#### Work required:
Determine the number of lines in the data below that hold "water"; give nothing but that number.

#### Dataset records:
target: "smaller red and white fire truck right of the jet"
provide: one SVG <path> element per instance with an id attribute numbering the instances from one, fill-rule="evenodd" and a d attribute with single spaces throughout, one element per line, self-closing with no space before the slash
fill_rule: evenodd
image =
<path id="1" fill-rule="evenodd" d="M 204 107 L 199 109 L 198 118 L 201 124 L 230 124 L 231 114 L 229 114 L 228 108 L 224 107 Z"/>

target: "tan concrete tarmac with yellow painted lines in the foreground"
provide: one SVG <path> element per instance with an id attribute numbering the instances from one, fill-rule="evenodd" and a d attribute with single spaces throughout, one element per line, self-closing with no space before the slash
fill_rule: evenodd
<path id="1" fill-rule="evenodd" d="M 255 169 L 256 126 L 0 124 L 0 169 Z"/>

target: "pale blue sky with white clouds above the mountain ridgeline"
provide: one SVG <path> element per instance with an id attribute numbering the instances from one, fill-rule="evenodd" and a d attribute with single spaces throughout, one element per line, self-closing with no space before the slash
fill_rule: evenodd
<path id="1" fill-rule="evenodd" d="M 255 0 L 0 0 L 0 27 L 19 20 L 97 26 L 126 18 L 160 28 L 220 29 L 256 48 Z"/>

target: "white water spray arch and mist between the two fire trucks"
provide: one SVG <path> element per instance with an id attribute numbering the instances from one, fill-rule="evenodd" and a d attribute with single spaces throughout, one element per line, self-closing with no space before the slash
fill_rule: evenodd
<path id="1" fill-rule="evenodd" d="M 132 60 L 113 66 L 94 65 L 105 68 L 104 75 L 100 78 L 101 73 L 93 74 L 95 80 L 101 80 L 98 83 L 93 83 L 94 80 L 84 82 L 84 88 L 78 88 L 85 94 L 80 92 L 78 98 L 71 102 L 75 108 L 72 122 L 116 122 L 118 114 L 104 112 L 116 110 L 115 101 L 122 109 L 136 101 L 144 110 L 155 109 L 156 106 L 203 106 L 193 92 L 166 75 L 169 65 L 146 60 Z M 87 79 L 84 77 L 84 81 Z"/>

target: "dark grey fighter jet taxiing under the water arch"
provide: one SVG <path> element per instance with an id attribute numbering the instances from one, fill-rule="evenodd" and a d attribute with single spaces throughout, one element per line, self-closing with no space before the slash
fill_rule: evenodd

* * *

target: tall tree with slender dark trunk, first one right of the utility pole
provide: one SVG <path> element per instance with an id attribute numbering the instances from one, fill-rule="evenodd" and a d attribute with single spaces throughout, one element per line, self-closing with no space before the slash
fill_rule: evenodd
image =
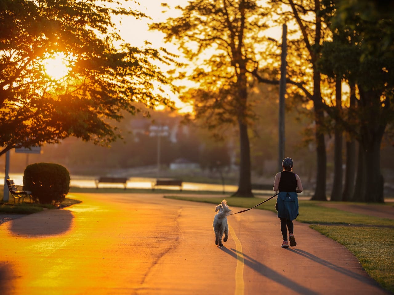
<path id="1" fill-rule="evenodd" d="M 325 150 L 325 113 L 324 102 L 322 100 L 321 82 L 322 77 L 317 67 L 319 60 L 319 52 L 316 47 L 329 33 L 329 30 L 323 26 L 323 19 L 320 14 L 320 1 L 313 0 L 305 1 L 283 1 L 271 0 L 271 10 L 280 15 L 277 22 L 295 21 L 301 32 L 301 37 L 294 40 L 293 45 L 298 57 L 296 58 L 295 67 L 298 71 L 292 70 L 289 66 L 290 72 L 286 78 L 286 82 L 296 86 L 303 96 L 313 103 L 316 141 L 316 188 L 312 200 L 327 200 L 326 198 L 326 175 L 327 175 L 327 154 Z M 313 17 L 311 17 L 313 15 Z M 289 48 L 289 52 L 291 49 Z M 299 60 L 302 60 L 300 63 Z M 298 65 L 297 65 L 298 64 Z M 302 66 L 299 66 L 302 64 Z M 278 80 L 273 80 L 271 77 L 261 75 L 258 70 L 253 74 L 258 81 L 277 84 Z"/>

* * *

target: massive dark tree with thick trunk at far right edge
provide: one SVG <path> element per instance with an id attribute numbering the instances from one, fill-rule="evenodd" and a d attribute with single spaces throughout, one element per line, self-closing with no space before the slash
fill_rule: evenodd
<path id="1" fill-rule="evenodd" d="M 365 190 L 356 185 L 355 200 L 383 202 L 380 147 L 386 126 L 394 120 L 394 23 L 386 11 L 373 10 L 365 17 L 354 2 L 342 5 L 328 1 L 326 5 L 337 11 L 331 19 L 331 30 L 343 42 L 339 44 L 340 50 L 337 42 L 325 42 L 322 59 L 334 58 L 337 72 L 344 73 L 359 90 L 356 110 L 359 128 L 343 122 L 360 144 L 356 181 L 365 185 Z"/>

#### Solved exercise:
2